Artigo 18/06/2025

Quanto ganha o homem mais rico do mundo?

Por Juliana Schincariol para Infomoney

Perguntei ao chat GPT o que dá para fazer com US$ 55 bilhões. “É possível fazer quase tudo”, me respondeu a máquina. Recebi alguns exemplos: construir um milhão de escolas, comprar a General Motors, investir em mais de 500 startups ou comprar 100 mil apartamentos de luxo em Nova York. Praticamente um dinheiro infinito.

Esse foi justamente o valor do pacote de remuneração de Elon Musk aprovado pela Tesla em 2018 — e que acabou anulado no ano passado por um tribunal de Delaware, nos Estados Unidos. Ao classificar o processo como ‘falho e injusto para os acionistas’, o juiz anulou a cifra bilionária e expôs as fragilidades do sistema de governança da empresa.O entendimento foi de que não houve negociações reais sobre a aprovação do pacote e que informações aos acionistas foram insuficientes.

A decisão judicial não encerrou a polêmica. Pelo contrário: reacendeu o debate global sobre como — e quanto — se deve pagar a um CEO com o perfil e o poder de Musk. O caso virou referência (e alerta) para empresas como Axon, Palantir e até startups que adotaram modelos semelhantes de remuneração baseada em metas de longo prazo.

O futuro do pagamento de Musk está em aberto. A Tesla designou um comitê especial para avaliar um novo pacote de compensação. O grupo formado por duas conselheiras estuda formas alternativas de reconhecer o trabalho do executivo. Segundo a mídia americana, qualquer novo plano dependerá do cumprimento de metas financeiras, operacionais e de ações, em linha com as tendências de “pay for performance”.

Em paralelo, a empresa recorreu da decisão de Delaware, alegando múltiplos erros legais na sentença que anulou a compensação. Também não definiu data para sua próxima assembleia geral de acionistas ou sequer divulgou as propostas a serem analisadas. Seria um sinal de que o conselho busca uma solução para remunerar o homem mais rico do mundo sem trair os princípios da boa governança? Ainda não temos essa resposta.

LISTAGEM DE DADOS:
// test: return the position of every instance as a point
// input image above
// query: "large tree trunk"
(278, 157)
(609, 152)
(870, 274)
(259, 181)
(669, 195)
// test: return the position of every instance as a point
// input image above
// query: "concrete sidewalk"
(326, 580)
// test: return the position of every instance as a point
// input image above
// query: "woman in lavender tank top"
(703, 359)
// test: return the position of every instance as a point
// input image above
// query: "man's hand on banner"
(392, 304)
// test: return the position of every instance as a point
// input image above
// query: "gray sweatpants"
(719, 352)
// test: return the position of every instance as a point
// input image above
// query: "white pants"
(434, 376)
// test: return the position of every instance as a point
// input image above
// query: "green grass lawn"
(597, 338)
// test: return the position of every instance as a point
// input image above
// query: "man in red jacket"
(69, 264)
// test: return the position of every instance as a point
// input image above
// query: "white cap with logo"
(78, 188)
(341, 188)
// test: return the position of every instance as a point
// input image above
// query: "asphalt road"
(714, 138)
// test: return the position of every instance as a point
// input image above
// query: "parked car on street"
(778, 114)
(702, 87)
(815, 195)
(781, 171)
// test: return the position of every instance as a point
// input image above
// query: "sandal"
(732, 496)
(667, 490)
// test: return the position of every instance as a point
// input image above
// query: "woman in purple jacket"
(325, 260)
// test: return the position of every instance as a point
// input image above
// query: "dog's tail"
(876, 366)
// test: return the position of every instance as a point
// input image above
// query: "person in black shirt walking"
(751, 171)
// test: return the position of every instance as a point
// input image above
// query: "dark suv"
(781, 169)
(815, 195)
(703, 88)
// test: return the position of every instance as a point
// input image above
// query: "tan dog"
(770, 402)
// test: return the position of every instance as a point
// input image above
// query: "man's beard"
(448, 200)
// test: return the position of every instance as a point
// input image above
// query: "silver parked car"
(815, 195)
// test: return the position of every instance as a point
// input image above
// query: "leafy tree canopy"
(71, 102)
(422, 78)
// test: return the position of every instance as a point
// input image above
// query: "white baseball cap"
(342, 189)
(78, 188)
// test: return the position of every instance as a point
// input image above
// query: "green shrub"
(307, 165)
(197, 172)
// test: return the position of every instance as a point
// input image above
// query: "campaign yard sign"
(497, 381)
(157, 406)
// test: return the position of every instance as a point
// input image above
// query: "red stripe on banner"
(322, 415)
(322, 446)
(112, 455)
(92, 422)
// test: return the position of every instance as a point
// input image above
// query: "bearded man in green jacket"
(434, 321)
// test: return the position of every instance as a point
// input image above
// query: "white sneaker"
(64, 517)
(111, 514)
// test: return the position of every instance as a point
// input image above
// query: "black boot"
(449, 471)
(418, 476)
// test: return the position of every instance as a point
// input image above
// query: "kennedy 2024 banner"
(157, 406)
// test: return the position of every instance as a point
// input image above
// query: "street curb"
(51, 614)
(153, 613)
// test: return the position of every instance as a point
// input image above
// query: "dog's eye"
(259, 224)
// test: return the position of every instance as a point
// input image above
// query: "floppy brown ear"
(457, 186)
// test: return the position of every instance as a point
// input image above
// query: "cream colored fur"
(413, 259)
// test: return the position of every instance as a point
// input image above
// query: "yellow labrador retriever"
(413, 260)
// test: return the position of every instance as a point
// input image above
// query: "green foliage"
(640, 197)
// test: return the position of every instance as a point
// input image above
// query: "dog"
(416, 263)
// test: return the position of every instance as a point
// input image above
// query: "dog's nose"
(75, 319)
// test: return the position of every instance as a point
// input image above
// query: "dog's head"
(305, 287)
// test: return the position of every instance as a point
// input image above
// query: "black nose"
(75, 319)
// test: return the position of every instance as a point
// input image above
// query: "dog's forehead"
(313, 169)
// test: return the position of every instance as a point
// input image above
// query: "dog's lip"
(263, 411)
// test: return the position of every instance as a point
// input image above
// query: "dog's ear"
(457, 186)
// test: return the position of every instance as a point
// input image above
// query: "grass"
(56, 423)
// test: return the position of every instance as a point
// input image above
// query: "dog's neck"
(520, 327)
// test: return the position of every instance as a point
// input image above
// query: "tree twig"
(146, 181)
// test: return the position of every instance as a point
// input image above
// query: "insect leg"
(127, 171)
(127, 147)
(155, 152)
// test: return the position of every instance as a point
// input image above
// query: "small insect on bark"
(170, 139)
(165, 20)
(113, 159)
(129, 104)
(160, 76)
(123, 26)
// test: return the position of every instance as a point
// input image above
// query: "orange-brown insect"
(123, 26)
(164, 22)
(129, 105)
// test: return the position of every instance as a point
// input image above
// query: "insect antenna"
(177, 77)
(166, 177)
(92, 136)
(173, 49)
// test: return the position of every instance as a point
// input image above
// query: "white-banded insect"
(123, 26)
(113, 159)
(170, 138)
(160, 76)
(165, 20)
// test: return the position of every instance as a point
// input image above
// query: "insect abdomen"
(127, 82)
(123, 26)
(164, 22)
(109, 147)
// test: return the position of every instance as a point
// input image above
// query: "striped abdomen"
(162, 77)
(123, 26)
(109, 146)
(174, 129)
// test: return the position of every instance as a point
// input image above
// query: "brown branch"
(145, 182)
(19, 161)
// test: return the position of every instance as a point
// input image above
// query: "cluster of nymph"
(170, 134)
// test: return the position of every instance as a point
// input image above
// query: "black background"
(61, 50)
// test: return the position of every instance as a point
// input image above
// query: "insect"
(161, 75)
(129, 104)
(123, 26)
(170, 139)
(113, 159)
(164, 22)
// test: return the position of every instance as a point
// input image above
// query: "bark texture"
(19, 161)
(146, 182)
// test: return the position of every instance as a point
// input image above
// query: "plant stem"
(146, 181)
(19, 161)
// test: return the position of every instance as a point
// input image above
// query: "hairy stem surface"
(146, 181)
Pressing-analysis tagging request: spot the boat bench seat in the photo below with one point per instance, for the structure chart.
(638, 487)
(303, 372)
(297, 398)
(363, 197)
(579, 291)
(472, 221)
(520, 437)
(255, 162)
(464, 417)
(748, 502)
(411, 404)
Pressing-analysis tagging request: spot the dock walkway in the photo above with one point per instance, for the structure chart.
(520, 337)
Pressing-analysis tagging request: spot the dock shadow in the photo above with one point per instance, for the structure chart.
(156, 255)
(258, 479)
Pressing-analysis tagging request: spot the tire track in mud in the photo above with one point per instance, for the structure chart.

PARTES DO EXERCÍCIO:
• a. De acordo com o artigo sobre a remuneração de Musk, por que o tribunal de Delaware anulou o pacote aprovado pela Tesla em 2018? Responda em uma a três frases.
• b. Devolva, sem nenhuma alteração, o trecho do artigo sobre a remuneração de Musk que vai de "Esse foi justamente" até "acionistas foram insuficientes.".

SOLUÇÕES POR TAREFA:
• a. O tribunal entendeu que não houve negociações reais sobre a aprovação do pacote e que as informações dadas aos acionistas foram insuficientes. Por isso, o juiz classificou o processo como "falho e injusto para os acionistas" e anulou a cifra.

• b.
Esse foi justamente o valor do pacote de remuneração de Elon Musk aprovado pela Tesla em 2018 — e que acabou anulado no ano passado por um tribunal de Delaware, nos Estados Unidos. Ao classificar o processo como ‘falho e injusto para os acionistas’, o juiz anulou a cifra bilionária e expôs as fragilidades do sistema de governança da empresa.O entendimento foi de que não houve negociações reais sobre a aprovação do pacote e que informações aos acionistas foram insuficientes.